### TEXT:
○ ○ ○ ○ ○

# Congress 2011



## dannigirl

Can someone tell me the dates for 2011 Congress and where it will be? Thanks.


----------



## kaykay

Des Moines IA July 5th thru 11th (tenative by a day or two)


----------



## Sandee

kaykay said:


> Des Moines IA July 5th thru 11th (tenative by a day or two)


Oh, Kay can you look that up? On your Shetland forum, it was posted as July 11 - 15th.


----------



## dannigirl

Thanks Kay.

Like to get those dates on my calendar.


----------



## ctinsley

It is Jul 11-15


----------



## muffntuf

It was stated it could be Monday through Friday or Tuesday through Saturday, but it is that week.


----------



## Coventry Lane Farm

Thanks for the dates for Congress. We will be there with a trailer full of Shetlands and looking forward in making the trip to Iowa.

Did anyone happen to hear who the judges will be for Congress and the AMHR Nationals ?


----------



## Leeana

Planning to be there.

Yes, I want to know judges too ?


----------



## Sandee

Leeana said:


> Planning to be there.
> 
> Yes, I want to know judges too ?


Here's the thread from the main forum. http://www.miniaturehorsetalk.com/index.php?showtopic=120234


----------



## dannigirl

classic: Laurie Villalpando, Bill Fairchild and Jim Curry with Jon Wolf as alternate.

Modern: Cathy Brubaker with Jason Prince as 1st alternate and Jim Knight as 2nd alternate.


----------



## ~Lisa~

The Congress location will be put to a vote to those members who have shown at the Congress at least once in the past I (they had not decided exactly but would be 3-5 years) not each of those years but once. At that time a long term location will be picked by exhibitors.

○ ○ ○ ○ ○

[Region labeling entries]
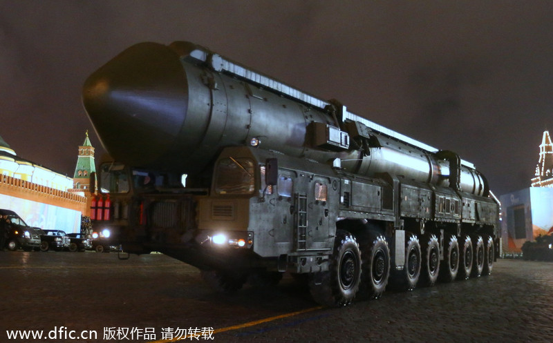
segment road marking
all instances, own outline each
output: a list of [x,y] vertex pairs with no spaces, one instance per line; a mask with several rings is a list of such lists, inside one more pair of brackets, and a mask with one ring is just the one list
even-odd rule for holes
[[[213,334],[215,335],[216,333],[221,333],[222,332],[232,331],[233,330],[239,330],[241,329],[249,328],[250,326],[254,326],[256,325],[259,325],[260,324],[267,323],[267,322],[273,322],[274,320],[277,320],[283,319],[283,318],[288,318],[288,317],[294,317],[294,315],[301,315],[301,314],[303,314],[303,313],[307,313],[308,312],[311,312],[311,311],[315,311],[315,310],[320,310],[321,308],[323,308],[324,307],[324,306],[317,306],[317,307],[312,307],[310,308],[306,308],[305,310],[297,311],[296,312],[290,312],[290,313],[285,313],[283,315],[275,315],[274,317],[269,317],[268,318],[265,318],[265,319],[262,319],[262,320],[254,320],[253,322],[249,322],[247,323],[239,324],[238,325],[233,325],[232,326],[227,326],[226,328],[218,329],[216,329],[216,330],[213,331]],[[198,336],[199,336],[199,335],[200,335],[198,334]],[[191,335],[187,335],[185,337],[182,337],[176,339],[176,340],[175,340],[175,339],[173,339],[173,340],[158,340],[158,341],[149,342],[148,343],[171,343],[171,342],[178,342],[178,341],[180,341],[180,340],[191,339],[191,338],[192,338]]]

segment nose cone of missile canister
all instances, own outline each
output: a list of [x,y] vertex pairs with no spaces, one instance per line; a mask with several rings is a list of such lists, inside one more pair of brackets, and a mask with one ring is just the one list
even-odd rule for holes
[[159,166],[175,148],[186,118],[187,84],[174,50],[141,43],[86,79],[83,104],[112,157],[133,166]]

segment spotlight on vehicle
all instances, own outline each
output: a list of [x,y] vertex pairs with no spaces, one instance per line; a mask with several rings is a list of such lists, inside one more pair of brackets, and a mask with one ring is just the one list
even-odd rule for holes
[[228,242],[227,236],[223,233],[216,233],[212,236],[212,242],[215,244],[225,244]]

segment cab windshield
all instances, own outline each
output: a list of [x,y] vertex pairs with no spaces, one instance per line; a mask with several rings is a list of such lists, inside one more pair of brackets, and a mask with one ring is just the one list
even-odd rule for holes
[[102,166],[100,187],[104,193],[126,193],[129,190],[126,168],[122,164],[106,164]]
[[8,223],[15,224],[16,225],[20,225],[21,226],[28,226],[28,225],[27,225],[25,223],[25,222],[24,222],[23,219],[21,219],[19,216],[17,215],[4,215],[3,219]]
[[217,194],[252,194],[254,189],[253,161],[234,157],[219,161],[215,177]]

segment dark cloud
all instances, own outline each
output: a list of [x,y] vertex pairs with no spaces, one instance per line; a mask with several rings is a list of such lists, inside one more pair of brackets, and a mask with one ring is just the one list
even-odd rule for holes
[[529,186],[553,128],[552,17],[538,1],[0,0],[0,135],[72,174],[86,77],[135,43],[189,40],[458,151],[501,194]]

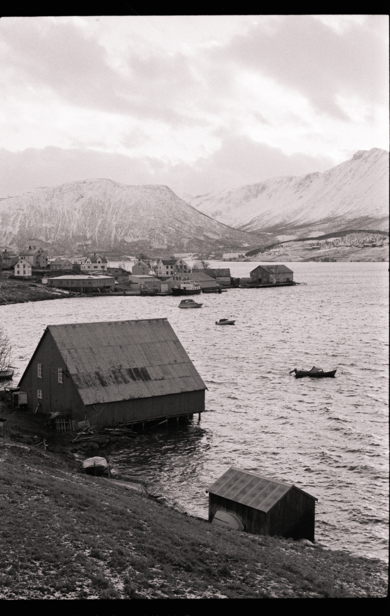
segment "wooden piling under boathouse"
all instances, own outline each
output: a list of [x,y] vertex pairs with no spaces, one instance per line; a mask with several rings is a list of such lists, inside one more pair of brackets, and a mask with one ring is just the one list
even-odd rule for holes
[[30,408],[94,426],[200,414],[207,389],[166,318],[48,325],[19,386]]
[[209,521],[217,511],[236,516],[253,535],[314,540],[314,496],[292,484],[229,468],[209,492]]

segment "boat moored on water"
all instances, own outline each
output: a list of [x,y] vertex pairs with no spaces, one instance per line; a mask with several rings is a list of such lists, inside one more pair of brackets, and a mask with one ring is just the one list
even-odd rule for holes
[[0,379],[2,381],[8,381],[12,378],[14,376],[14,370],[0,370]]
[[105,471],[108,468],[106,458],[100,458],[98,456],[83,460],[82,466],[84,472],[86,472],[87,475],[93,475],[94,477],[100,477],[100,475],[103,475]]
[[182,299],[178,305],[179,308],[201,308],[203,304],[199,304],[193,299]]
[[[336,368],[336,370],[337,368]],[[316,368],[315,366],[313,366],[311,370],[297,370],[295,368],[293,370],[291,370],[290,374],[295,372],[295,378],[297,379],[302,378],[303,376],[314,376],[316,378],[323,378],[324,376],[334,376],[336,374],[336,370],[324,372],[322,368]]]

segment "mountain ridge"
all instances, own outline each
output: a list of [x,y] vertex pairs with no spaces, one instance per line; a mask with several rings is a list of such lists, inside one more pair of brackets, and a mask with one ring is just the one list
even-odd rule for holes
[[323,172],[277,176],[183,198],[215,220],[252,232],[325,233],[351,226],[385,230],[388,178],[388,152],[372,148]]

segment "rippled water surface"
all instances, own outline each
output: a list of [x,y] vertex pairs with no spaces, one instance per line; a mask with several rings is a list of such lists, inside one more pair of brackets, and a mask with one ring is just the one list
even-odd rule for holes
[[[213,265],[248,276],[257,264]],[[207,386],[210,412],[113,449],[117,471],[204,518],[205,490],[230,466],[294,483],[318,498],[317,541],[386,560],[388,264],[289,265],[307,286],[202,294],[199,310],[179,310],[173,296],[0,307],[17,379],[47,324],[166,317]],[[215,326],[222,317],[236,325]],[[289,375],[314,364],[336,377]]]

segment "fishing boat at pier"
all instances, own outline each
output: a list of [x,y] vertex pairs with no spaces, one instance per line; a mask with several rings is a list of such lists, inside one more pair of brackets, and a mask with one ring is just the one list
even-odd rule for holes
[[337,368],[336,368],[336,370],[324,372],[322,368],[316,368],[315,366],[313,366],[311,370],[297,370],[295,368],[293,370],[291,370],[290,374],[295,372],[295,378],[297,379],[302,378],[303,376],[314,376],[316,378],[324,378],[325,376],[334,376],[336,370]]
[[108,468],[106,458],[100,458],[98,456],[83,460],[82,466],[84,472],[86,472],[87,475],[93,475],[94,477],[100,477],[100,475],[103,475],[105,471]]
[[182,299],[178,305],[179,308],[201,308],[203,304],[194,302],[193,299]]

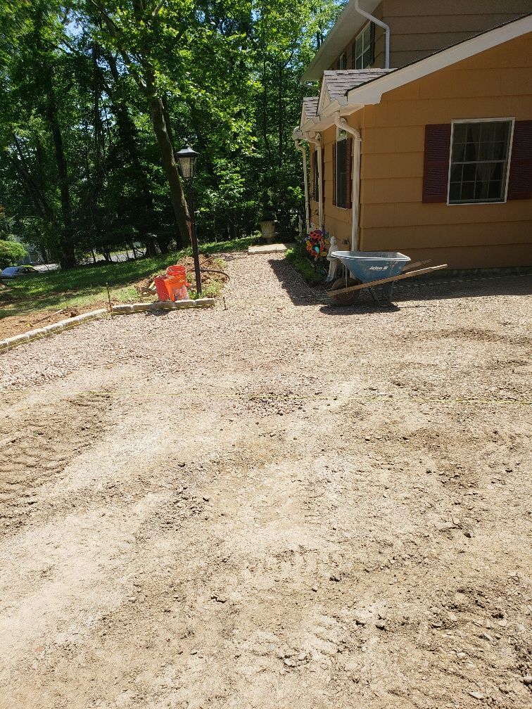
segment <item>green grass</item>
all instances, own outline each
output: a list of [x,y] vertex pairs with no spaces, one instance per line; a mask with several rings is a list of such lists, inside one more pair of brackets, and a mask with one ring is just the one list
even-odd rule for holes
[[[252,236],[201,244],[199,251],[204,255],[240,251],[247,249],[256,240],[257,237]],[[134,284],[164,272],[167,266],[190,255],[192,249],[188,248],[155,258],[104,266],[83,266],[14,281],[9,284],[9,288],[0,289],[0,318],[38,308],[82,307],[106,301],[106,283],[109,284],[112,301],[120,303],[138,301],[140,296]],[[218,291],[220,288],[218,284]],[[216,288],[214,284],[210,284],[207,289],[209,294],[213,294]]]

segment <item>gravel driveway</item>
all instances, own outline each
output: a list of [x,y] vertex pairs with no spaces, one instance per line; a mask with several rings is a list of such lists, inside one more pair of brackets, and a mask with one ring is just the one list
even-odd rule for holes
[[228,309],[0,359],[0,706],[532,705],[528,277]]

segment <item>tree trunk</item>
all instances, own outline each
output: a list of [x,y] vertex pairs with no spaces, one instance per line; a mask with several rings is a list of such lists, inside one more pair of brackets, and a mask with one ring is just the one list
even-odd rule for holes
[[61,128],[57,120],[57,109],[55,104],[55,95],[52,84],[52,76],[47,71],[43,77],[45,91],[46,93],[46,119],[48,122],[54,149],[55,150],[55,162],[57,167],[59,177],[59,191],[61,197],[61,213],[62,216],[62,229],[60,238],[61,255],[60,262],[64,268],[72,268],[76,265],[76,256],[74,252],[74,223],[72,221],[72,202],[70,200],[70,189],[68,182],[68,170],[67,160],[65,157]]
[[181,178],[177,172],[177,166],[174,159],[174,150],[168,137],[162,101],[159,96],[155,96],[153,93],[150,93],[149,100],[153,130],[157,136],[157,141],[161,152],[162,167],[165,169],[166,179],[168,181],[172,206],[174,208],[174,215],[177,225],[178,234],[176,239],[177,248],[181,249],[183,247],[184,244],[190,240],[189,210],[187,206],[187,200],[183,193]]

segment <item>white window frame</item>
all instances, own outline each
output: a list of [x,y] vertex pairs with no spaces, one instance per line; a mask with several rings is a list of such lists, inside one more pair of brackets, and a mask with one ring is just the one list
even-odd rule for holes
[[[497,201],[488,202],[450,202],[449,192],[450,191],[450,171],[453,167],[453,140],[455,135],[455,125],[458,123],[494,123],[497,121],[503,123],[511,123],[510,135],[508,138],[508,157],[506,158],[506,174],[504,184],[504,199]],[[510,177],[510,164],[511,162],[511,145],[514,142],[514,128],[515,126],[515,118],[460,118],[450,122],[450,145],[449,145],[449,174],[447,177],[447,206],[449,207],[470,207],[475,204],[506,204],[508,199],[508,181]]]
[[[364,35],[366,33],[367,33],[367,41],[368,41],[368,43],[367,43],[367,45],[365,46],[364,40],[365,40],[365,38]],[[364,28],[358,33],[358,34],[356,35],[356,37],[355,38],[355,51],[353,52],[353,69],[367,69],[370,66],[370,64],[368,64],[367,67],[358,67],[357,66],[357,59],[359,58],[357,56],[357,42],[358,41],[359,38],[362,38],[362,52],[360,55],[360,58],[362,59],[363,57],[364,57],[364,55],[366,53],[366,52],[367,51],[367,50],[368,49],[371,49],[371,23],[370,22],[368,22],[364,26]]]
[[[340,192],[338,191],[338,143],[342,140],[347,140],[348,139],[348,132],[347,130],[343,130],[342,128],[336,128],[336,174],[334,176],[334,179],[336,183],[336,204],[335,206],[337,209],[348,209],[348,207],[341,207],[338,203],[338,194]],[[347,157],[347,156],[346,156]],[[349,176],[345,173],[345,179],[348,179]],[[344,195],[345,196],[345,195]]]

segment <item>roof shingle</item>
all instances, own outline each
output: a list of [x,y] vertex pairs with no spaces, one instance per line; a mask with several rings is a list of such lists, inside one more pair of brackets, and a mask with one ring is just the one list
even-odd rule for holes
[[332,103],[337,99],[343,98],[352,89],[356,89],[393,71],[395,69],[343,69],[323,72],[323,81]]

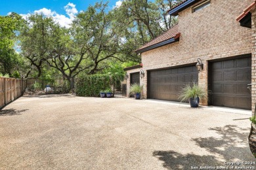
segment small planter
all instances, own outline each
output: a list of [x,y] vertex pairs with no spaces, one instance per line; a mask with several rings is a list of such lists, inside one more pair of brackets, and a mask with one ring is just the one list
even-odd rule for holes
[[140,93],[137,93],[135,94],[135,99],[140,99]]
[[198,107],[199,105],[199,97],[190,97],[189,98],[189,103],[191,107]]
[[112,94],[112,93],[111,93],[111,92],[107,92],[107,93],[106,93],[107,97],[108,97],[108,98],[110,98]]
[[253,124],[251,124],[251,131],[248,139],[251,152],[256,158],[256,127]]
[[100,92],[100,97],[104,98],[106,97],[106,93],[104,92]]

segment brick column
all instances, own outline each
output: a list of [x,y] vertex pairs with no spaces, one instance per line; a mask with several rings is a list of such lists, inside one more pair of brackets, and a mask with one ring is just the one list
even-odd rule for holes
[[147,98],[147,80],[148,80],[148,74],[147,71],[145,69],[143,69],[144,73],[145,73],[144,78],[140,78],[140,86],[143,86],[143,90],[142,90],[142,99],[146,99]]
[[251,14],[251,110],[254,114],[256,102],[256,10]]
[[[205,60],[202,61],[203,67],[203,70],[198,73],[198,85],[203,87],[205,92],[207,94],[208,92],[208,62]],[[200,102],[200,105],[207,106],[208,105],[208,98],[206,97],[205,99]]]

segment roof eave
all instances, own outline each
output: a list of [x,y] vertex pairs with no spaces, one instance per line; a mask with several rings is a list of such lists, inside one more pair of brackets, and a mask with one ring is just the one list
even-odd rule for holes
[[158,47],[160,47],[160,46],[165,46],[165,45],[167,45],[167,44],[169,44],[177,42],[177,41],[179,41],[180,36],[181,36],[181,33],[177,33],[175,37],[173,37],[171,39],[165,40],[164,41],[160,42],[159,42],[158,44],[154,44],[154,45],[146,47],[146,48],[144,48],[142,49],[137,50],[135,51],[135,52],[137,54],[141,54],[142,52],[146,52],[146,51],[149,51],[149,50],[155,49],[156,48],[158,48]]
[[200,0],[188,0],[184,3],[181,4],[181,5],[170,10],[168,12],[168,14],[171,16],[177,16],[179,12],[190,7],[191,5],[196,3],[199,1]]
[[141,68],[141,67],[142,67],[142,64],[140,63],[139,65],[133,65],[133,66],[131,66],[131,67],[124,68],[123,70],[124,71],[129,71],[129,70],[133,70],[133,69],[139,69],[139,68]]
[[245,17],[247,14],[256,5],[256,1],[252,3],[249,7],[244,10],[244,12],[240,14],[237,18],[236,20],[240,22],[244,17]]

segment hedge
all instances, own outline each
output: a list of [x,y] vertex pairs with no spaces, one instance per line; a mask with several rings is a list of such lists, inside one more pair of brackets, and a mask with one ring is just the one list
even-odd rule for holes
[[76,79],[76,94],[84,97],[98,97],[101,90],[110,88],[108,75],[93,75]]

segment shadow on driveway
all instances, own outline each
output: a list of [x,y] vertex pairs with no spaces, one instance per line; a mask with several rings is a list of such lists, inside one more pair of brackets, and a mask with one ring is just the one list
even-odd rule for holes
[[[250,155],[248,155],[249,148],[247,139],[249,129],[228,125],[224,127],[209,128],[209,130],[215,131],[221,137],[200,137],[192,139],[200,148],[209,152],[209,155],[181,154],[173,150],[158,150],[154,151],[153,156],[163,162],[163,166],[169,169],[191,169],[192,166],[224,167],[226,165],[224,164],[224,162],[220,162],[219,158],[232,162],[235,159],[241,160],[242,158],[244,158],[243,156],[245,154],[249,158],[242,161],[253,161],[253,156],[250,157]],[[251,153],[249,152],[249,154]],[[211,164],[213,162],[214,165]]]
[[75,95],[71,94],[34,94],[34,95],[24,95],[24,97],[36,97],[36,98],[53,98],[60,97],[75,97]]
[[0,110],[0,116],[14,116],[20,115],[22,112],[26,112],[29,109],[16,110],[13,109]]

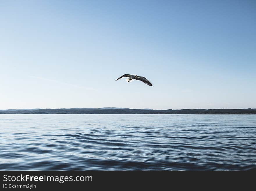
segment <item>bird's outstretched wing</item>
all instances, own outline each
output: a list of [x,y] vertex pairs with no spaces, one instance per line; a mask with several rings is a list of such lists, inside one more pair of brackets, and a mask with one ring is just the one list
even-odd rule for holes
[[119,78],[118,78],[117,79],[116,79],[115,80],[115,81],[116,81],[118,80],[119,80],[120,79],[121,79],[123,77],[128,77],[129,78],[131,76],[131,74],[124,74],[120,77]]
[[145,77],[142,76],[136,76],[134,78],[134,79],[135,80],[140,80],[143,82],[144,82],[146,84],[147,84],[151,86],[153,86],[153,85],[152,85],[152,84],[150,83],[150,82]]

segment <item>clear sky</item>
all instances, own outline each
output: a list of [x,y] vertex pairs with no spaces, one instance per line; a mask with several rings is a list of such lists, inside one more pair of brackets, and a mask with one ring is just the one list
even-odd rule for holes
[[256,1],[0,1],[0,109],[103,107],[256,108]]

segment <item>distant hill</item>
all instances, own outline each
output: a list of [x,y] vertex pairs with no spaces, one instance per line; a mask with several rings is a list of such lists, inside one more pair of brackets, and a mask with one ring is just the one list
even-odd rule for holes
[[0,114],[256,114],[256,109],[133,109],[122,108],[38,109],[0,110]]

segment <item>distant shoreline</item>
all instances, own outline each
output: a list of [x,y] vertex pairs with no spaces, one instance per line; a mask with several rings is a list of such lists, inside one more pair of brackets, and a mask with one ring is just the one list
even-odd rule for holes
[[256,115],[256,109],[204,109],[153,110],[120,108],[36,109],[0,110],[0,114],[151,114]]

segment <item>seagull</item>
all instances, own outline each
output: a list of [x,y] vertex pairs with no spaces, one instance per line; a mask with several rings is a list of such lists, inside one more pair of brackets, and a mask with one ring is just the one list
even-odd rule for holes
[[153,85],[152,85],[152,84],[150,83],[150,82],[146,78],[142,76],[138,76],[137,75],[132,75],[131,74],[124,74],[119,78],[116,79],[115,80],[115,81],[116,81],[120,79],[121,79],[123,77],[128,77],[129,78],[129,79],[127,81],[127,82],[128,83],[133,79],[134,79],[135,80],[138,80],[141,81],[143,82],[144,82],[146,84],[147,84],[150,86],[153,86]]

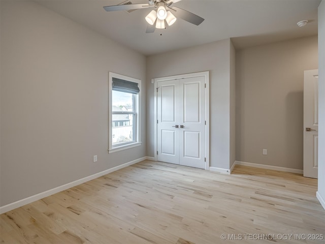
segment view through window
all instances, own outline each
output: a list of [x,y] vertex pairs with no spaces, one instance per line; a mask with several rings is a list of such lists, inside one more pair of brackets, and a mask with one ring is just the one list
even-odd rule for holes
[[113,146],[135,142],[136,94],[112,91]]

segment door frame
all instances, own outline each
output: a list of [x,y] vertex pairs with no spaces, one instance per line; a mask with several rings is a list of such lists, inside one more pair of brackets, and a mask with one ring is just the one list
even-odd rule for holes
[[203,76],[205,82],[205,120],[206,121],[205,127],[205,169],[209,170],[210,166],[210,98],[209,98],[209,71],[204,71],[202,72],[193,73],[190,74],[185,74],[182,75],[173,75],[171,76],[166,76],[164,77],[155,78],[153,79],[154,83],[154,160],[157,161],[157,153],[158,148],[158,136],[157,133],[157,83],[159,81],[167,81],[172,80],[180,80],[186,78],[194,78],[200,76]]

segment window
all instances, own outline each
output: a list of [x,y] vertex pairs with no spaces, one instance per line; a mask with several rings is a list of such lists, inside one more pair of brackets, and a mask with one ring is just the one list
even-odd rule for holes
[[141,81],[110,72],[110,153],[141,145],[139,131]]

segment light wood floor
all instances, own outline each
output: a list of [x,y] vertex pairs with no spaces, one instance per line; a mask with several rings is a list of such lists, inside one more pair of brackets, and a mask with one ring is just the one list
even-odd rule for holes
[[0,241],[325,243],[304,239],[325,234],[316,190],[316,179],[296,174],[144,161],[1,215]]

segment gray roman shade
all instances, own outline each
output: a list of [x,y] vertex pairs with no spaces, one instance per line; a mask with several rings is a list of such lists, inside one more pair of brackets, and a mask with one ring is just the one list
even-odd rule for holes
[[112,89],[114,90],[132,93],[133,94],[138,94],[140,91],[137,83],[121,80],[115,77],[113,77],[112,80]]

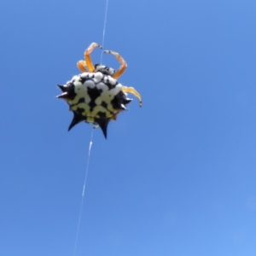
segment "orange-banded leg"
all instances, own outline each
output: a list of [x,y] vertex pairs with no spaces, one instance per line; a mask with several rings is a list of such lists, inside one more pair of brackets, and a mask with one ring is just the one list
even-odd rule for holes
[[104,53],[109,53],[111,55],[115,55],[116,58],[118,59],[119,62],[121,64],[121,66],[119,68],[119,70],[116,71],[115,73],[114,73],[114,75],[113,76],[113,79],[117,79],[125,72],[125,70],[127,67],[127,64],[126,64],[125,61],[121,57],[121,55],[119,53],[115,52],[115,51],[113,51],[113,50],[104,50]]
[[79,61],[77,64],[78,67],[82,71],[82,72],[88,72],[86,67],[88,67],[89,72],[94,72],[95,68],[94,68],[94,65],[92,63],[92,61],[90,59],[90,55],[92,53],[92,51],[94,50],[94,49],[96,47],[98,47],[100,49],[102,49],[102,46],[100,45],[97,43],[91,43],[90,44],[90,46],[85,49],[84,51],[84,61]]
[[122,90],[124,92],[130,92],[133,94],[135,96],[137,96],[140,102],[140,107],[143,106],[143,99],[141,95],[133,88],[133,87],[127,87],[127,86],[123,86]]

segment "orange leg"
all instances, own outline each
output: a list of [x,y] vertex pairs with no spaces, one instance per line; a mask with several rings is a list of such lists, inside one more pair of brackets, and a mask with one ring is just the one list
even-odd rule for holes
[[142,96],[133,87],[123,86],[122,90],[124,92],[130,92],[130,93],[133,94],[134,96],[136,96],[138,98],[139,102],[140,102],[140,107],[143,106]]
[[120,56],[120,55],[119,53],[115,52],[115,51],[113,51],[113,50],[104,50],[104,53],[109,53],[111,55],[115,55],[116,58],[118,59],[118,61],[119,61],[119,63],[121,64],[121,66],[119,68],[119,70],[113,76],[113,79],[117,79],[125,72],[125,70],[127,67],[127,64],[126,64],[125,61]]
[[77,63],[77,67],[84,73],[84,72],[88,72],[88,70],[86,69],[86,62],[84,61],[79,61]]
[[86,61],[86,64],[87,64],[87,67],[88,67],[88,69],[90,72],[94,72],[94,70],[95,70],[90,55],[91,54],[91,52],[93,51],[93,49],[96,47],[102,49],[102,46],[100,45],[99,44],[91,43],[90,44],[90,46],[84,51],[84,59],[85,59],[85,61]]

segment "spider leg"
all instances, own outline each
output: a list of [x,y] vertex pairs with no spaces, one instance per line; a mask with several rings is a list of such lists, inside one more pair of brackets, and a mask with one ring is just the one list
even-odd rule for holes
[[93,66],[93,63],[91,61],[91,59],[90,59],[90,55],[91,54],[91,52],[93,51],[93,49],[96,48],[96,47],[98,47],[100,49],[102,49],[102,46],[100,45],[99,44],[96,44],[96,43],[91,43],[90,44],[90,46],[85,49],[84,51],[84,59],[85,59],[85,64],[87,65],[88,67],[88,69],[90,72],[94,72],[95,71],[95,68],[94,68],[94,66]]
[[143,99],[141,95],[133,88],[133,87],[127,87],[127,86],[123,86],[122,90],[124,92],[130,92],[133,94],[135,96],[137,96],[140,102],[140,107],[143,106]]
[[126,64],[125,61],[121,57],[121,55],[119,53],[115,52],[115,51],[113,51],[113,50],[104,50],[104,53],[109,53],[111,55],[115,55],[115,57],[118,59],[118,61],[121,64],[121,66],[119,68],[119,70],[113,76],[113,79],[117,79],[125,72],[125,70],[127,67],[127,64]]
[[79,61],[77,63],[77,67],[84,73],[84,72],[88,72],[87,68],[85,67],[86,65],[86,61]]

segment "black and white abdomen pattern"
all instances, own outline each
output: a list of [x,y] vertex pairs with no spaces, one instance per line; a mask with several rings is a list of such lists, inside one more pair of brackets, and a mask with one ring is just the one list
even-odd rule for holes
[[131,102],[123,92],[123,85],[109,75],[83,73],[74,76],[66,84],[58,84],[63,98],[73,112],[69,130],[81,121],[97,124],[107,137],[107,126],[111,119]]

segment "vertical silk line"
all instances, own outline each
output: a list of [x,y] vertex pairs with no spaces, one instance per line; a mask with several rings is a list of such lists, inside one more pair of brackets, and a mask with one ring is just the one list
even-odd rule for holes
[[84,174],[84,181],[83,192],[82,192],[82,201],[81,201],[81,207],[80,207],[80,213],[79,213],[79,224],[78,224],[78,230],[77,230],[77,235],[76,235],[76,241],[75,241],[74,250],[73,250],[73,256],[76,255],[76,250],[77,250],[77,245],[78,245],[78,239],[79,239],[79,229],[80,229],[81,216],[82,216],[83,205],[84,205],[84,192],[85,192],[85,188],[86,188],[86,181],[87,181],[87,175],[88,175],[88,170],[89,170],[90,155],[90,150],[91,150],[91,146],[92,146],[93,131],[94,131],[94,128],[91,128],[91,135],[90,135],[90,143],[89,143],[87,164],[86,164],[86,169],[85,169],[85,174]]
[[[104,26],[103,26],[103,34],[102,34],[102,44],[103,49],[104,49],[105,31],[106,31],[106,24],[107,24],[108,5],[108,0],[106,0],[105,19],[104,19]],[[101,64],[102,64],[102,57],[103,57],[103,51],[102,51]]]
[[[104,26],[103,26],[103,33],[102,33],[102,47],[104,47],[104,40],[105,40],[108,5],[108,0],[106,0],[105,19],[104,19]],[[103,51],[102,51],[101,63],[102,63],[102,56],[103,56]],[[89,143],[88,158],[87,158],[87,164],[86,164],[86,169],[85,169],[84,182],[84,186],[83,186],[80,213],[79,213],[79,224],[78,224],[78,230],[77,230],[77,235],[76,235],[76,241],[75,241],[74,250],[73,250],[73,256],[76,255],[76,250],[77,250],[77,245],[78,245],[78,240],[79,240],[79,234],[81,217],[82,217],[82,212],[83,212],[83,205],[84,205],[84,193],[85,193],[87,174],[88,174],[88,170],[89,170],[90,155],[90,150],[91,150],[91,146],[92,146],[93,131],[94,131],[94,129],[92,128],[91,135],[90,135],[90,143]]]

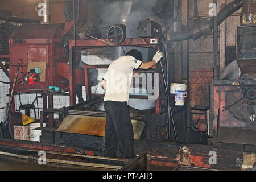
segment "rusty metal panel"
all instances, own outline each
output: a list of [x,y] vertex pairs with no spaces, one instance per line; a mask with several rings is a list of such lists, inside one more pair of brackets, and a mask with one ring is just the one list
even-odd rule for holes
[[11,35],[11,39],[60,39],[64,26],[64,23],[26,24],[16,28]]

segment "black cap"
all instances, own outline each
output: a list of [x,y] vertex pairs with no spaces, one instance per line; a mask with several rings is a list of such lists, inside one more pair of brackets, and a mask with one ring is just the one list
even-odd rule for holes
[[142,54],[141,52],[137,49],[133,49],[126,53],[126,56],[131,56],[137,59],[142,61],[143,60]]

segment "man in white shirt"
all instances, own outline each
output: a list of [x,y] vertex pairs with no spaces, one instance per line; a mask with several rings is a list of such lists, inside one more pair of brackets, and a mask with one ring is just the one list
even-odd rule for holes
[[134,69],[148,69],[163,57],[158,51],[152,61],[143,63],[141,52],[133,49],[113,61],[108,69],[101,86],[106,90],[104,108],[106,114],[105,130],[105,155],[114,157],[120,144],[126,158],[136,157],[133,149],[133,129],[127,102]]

○ ○ ○ ○ ○

### SET TASK:
In the Congress 2011 thread above, retype everything from "It was stated" down to "trip to Iowa." word for word.

### EXERCISE RESPONSE:
It was stated it could be Monday through Friday or Tuesday through Saturday, but it is that week.


----------



## Coventry Lane Farm

Thanks for the dates for Congress. We will be there with a trailer full of Shetlands and looking forward in making the trip to Iowa.